#### Task goal
Render every line of the entries below as a JSON list of strings, one string per line, leaving out blank lines.

Extracted records

..........

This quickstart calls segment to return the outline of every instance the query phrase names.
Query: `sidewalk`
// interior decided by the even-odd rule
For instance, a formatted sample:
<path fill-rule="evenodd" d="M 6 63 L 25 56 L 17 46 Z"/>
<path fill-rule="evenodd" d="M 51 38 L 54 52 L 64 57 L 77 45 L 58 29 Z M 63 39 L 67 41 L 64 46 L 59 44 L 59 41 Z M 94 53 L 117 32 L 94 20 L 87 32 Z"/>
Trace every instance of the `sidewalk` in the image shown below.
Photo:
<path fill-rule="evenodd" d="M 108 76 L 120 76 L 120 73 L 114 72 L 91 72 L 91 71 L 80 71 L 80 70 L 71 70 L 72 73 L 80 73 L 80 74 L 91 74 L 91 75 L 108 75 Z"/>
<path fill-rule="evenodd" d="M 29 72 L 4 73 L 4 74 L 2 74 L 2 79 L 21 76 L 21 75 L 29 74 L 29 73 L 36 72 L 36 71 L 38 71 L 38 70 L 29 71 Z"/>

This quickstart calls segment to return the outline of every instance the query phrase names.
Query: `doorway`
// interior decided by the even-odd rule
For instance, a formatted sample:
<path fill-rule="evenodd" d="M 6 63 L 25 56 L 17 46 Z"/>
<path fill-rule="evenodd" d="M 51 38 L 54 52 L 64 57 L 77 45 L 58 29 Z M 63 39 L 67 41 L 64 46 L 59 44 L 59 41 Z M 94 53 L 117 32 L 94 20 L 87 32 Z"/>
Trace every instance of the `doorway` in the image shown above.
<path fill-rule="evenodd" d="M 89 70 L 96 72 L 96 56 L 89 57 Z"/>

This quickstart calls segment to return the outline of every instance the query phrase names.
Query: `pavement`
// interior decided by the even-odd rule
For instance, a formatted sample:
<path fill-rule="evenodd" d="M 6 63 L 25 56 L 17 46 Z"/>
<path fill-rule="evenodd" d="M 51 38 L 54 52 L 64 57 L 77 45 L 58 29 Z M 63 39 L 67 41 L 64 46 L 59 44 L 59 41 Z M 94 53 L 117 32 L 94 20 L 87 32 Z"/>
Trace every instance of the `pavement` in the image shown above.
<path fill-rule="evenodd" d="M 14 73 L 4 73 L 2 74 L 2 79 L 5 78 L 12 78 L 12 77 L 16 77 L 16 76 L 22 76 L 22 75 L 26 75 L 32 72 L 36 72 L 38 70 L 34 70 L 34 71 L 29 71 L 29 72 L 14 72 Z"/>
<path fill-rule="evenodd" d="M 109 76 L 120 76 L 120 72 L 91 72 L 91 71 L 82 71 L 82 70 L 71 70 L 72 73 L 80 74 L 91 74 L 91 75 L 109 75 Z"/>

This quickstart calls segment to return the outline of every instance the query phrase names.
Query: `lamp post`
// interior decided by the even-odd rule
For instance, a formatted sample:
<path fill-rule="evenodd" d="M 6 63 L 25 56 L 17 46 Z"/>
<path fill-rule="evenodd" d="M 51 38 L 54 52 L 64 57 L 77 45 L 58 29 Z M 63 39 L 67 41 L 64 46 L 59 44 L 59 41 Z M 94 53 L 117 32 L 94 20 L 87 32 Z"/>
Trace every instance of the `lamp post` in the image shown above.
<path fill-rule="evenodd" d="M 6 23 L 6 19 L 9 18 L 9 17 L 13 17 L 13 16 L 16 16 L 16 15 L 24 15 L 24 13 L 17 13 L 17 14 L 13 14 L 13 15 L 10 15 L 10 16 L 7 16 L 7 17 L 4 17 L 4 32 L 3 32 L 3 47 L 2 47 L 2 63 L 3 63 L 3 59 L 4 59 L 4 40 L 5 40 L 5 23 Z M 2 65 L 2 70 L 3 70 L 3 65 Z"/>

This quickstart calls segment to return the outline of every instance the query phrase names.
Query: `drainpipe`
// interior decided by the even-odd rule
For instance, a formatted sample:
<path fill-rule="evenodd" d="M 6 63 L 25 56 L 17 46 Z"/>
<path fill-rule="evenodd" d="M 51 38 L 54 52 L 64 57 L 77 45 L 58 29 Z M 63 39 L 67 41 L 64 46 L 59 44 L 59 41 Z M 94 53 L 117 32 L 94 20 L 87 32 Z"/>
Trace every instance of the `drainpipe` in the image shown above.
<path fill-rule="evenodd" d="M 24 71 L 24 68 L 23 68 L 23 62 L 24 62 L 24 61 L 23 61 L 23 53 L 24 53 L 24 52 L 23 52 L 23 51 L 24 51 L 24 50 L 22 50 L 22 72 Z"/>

..........

#### The response
[
  "This quickstart calls segment to return the outline of every instance the query phrase names.",
  "Query: `sidewalk`",
  "// interior decided by the even-odd rule",
  "For instance, a formatted sample:",
  "<path fill-rule=\"evenodd\" d=\"M 6 63 L 25 56 L 17 46 Z\"/>",
  "<path fill-rule=\"evenodd\" d=\"M 51 38 L 54 52 L 64 57 L 77 45 L 58 29 Z M 63 39 L 67 41 L 64 46 L 59 44 L 59 41 Z M 94 53 L 117 32 L 94 20 L 87 32 Z\"/>",
  "Trace every instance of the `sidewalk` in the image shown below.",
  "Photo:",
  "<path fill-rule=\"evenodd\" d=\"M 108 76 L 120 76 L 120 73 L 114 72 L 91 72 L 91 71 L 80 71 L 80 70 L 71 70 L 72 73 L 80 73 L 80 74 L 91 74 L 91 75 L 108 75 Z\"/>",
  "<path fill-rule=\"evenodd\" d=\"M 29 72 L 4 73 L 4 74 L 2 74 L 2 79 L 21 76 L 21 75 L 29 74 L 29 73 L 36 72 L 36 71 L 38 71 L 38 70 L 29 71 Z\"/>",
  "This quickstart calls segment to return the outline of every instance the query phrase names.",
  "Query: `doorway`",
  "// interior decided by the even-odd rule",
  "For instance, a formatted sample:",
  "<path fill-rule=\"evenodd\" d=\"M 6 63 L 25 56 L 17 46 Z\"/>",
  "<path fill-rule=\"evenodd\" d=\"M 51 38 L 54 52 L 64 57 L 77 45 L 58 29 Z M 63 39 L 67 41 L 64 46 L 59 44 L 59 41 Z M 94 53 L 117 32 L 94 20 L 87 32 Z\"/>",
  "Trace every instance of the `doorway` in the image shown above.",
  "<path fill-rule=\"evenodd\" d=\"M 89 70 L 96 72 L 96 56 L 89 57 Z\"/>",
  "This quickstart calls segment to return the outline of every instance the query phrase names.",
  "Query: `pavement`",
  "// interior decided by the even-odd rule",
  "For instance, a formatted sample:",
  "<path fill-rule=\"evenodd\" d=\"M 6 63 L 25 56 L 17 46 Z\"/>",
  "<path fill-rule=\"evenodd\" d=\"M 51 38 L 54 52 L 64 57 L 77 45 L 58 29 Z M 63 39 L 67 41 L 64 46 L 59 44 L 59 41 Z M 94 53 L 117 32 L 94 20 L 87 32 Z\"/>",
  "Trace every instance of the `pavement` in the image shown above.",
  "<path fill-rule=\"evenodd\" d=\"M 14 73 L 4 73 L 2 74 L 2 79 L 5 78 L 12 78 L 12 77 L 16 77 L 16 76 L 22 76 L 22 75 L 26 75 L 32 72 L 36 72 L 38 70 L 34 70 L 34 71 L 29 71 L 29 72 L 14 72 Z\"/>",
  "<path fill-rule=\"evenodd\" d=\"M 109 76 L 120 76 L 120 72 L 91 72 L 91 71 L 82 71 L 82 70 L 71 70 L 72 73 L 80 74 L 91 74 L 91 75 L 109 75 Z\"/>",
  "This quickstart calls segment to return the outline of every instance the query phrase names.",
  "Query: `lamp post`",
  "// interior decided by the even-odd rule",
  "For instance, a formatted sample:",
  "<path fill-rule=\"evenodd\" d=\"M 6 63 L 25 56 L 17 46 Z\"/>",
  "<path fill-rule=\"evenodd\" d=\"M 51 38 L 54 52 L 64 57 L 77 45 L 58 29 Z M 63 39 L 67 41 L 64 46 L 59 44 L 59 41 Z M 94 53 L 117 32 L 94 20 L 87 32 Z\"/>",
  "Trace every instance of the `lamp post` in the image shown above.",
  "<path fill-rule=\"evenodd\" d=\"M 6 23 L 6 19 L 9 18 L 9 17 L 13 17 L 13 16 L 16 16 L 16 15 L 24 15 L 24 13 L 17 13 L 17 14 L 13 14 L 13 15 L 10 15 L 10 16 L 7 16 L 7 17 L 4 17 L 4 32 L 3 32 L 3 47 L 2 47 L 2 63 L 3 63 L 3 59 L 4 59 L 4 40 L 5 40 L 5 23 Z M 2 65 L 2 70 L 3 70 L 3 65 Z\"/>",
  "This quickstart calls segment to return the outline of every instance the query phrase names.",
  "Query: `drainpipe`",
  "// interior decided by the even-odd rule",
  "For instance, a formatted sample:",
  "<path fill-rule=\"evenodd\" d=\"M 6 63 L 25 56 L 17 46 Z\"/>",
  "<path fill-rule=\"evenodd\" d=\"M 51 38 L 54 52 L 64 57 L 77 45 L 58 29 Z M 63 39 L 67 41 L 64 46 L 59 44 L 59 41 Z M 94 53 L 117 32 L 94 20 L 87 32 Z\"/>",
  "Trace every instance of the `drainpipe` in the image shown above.",
  "<path fill-rule=\"evenodd\" d=\"M 24 71 L 24 68 L 23 68 L 23 62 L 24 62 L 24 61 L 23 61 L 23 53 L 24 53 L 24 52 L 23 52 L 23 51 L 24 51 L 24 50 L 22 50 L 22 72 Z\"/>"
]